→ **Saved entries**
•••••
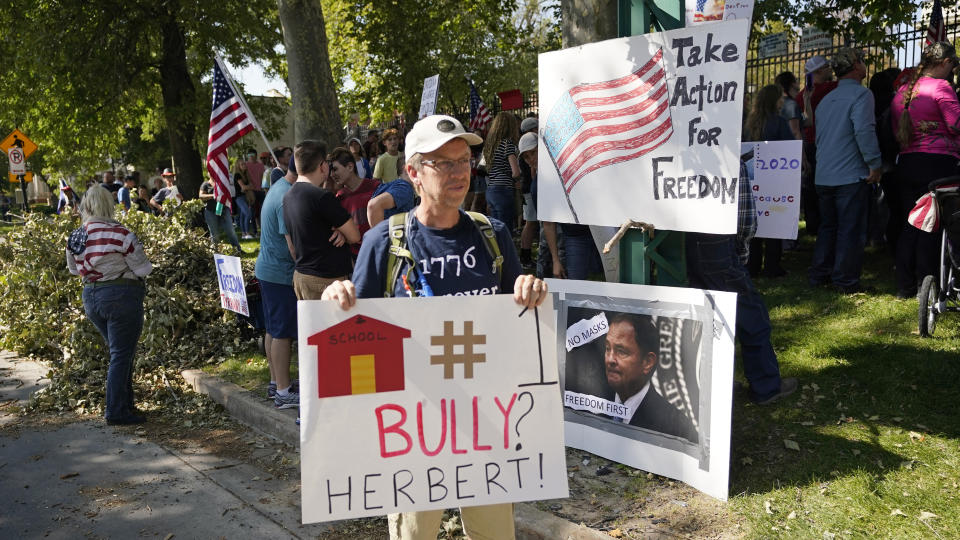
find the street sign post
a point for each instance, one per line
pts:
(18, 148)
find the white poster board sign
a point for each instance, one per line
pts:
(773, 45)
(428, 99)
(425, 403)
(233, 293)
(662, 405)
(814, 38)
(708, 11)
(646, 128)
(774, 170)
•••••
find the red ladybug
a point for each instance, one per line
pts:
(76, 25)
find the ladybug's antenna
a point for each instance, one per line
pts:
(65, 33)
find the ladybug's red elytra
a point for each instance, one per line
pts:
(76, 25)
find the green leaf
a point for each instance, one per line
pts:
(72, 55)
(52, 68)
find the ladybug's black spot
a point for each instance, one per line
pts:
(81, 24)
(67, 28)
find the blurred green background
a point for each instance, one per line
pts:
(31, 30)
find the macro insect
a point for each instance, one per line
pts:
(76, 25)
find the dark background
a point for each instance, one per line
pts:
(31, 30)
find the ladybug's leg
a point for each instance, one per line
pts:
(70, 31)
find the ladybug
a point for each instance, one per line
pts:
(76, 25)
•••••
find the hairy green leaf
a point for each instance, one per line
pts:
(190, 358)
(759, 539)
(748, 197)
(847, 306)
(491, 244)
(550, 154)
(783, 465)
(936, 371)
•••••
→ **WORK ITEM**
Note every line of the records that holds the word "leaf", and copy it.

→ **YOUR RESPONSE**
find the green leaf
find the hairy green leaf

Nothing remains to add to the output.